[START DATA]

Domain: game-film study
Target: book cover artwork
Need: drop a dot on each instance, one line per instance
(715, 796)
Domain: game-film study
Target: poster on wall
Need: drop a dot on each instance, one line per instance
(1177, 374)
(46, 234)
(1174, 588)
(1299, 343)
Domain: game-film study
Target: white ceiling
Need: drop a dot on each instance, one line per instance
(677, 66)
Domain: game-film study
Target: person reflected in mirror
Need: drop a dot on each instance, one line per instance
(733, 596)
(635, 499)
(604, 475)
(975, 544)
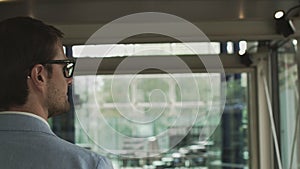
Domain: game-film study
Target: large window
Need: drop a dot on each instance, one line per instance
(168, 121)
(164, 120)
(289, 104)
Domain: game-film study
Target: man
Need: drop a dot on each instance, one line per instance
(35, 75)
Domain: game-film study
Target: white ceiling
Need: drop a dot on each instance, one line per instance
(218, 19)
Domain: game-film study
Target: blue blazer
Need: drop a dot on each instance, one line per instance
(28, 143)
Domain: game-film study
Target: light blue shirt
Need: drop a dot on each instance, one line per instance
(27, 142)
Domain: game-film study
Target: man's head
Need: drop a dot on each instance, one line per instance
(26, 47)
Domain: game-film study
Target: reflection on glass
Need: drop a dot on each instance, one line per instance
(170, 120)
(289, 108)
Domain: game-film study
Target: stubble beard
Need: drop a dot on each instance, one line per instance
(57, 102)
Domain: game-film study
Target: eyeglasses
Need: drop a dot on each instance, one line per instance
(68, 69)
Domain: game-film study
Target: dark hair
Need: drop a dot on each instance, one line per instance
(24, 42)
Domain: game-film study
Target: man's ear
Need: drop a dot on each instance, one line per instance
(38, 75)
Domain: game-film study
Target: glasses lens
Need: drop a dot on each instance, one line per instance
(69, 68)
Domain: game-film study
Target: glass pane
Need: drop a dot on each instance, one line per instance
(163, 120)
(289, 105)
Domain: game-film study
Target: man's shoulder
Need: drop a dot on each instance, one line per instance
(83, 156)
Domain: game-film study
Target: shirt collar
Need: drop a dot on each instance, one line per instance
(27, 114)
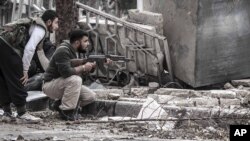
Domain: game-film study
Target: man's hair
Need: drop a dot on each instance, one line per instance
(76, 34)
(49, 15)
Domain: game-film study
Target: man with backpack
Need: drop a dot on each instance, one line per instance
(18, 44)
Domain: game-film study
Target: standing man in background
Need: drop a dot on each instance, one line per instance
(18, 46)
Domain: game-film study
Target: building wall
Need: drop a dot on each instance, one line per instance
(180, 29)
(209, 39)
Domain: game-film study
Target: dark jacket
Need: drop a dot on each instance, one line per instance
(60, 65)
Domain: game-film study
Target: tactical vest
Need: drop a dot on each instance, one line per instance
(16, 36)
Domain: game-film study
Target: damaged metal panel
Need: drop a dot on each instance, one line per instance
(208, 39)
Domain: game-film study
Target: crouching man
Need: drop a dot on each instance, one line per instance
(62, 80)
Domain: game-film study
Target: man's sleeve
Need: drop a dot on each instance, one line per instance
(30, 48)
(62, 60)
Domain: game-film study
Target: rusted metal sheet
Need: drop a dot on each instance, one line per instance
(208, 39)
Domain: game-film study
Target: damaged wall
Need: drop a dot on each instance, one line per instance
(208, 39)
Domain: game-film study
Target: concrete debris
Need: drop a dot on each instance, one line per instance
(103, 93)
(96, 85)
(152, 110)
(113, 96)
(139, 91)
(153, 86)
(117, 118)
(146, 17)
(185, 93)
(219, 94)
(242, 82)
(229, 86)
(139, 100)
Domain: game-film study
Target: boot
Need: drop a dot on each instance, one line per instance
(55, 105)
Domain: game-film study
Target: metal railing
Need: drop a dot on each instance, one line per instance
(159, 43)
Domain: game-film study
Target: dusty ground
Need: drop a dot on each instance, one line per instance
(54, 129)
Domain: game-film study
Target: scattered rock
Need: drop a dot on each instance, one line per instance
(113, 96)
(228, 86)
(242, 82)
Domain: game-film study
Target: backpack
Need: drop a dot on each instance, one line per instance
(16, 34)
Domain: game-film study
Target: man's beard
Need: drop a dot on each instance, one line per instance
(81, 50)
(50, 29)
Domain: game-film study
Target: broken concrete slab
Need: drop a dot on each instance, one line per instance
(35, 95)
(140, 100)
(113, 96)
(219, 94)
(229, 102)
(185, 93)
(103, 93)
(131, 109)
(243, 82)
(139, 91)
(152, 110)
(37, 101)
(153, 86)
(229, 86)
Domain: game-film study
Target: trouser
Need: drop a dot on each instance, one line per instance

[END DATA]

REQUIREMENTS: Leave out the pictures and output every record above precisely as given.

EXERCISE SOLUTION:
Domain: game-film study
Target: book cover artwork
Need: drop a dot on each instance, one line per instance
(715, 796)
Domain: game-film study
Target: poster on wall
Need: drop a dot on each instance, one line per instance
(1177, 374)
(46, 234)
(1174, 588)
(1299, 343)
Domain: game-film study
Target: white ceiling
Need: drop a dot on each instance, one line per instance
(677, 66)
Domain: game-film study
Target: person reflected in mirror
Need: drop a dot on each instance, one line per instance
(733, 596)
(635, 499)
(604, 475)
(975, 544)
Domain: game-film study
Target: large window
Need: drop a dot on each instance, one line per instance
(168, 121)
(164, 120)
(289, 104)
Domain: game-film study
Target: man
Need: drop a dot on each instance, one line per instance
(35, 75)
Domain: game-film study
Target: white ceiling
Need: drop a dot on each instance, one line per instance
(218, 19)
Domain: game-film study
Target: blue blazer
Need: drop a dot on each instance, one line per instance
(28, 143)
Domain: game-film study
Target: light blue shirt
Need: drop a dot on each instance, one line per instance
(27, 142)
Domain: game-film study
Target: man's head
Need: drop a dot on each instance, one line per instance
(26, 47)
Domain: game-film study
Target: reflection on glass
Need: drop a dot on each instance, one line per instance
(170, 120)
(289, 108)
Domain: game-film study
Target: stubble beard
Need: drop a dot on each instance, one line per instance
(57, 102)
Domain: game-film study
Target: eyeglasses
Need: drop a dot on each instance, one line per instance
(68, 69)
Domain: game-film study
Target: dark hair
Need: drop a dot on each instance, one line per instance
(24, 42)
Domain: game-film study
Target: man's ear
Need: drop a dot on each instance, one line per instance
(38, 75)
Domain: game-film study
Target: glasses lens
Need: drop a dot on each instance, one line per instance
(69, 68)
Domain: game-film study
Target: glass pane
Need: drop a dot on each instance, one line per instance
(163, 120)
(289, 105)
Domain: game-film study
Target: man's shoulder
Need: drop a dot on each instance, one line per instance
(83, 156)
Domain: game-film study
Target: shirt collar
Need: drop a dot on each instance, one line per instance
(27, 114)
Domain: game-film study
Target: man's hair
Need: drop a dot on each instance, one line per instance
(76, 34)
(49, 15)
Domain: game-film study
Target: man with backpack
Need: drop a dot on each instance, one line per instance
(18, 44)
Domain: game-film study
Target: standing man in background
Need: drop a dot on each instance, one line per instance
(18, 46)
Domain: game-film study
Target: building wall
Need: drop a dot on each instance, one line per instance
(180, 29)
(209, 39)
Domain: game-film study
Target: dark jacket
Need: drop a dot on each instance, one line per instance
(60, 65)
Domain: game-film study
Target: tactical vest
Need: drop a dot on each instance, one line per instance
(16, 36)
Domain: game-film study
Target: damaged metal panel
Need: drop a dot on each instance, one line per instance
(208, 39)
Domain: game-film study
Target: crouching man
Need: drop a dot on each instance, one line per instance
(62, 80)
Domain: game-film study
Target: man's sleeve
Need: drop a dot on each instance, one line per instance
(30, 48)
(62, 60)
Domain: game-film study
Target: rusted metal sheet
Need: drop a dot on each instance, one line per instance
(208, 39)
Domain: game-film study
Target: damaged wall
Need: drop a dot on each instance, one line per instance
(208, 39)
Domain: game-film study
Target: concrete debris
Need: drop a dot on each instance, one line per instance
(103, 93)
(96, 85)
(152, 110)
(113, 96)
(139, 91)
(153, 86)
(117, 118)
(146, 17)
(185, 93)
(219, 94)
(242, 82)
(229, 86)
(139, 100)
Domain: game-film study
Target: boot
Need: drop a dot on each instance, one line per instance
(55, 105)
Domain: game-film study
Target: metal railing
Need: drop a dot on each instance, one line per instance
(159, 43)
Domain: game-film study
Target: dusty ground
Need: drop a dot on each instance, one line per instance
(54, 129)
Domain: game-film study
Target: scattered rock
Need: drop a dot on each instance, one line per instance
(113, 96)
(228, 86)
(242, 82)
Domain: game-film study
Target: backpack
Need: drop a dot on each instance, one line per instance
(16, 34)
Domain: game-film study
Target: man's beard
Need: drop a dot on each instance, one line per instance
(81, 50)
(50, 29)
Domain: game-film study
Target: broken concrete slab
Need: drop a dot on each instance, one line per instance
(35, 95)
(140, 100)
(113, 96)
(219, 94)
(229, 102)
(185, 93)
(103, 93)
(131, 109)
(243, 82)
(139, 91)
(152, 110)
(37, 101)
(153, 86)
(229, 86)
Domain: game-film study
Target: trouser
Need: drop a dot on each instance, one line per instance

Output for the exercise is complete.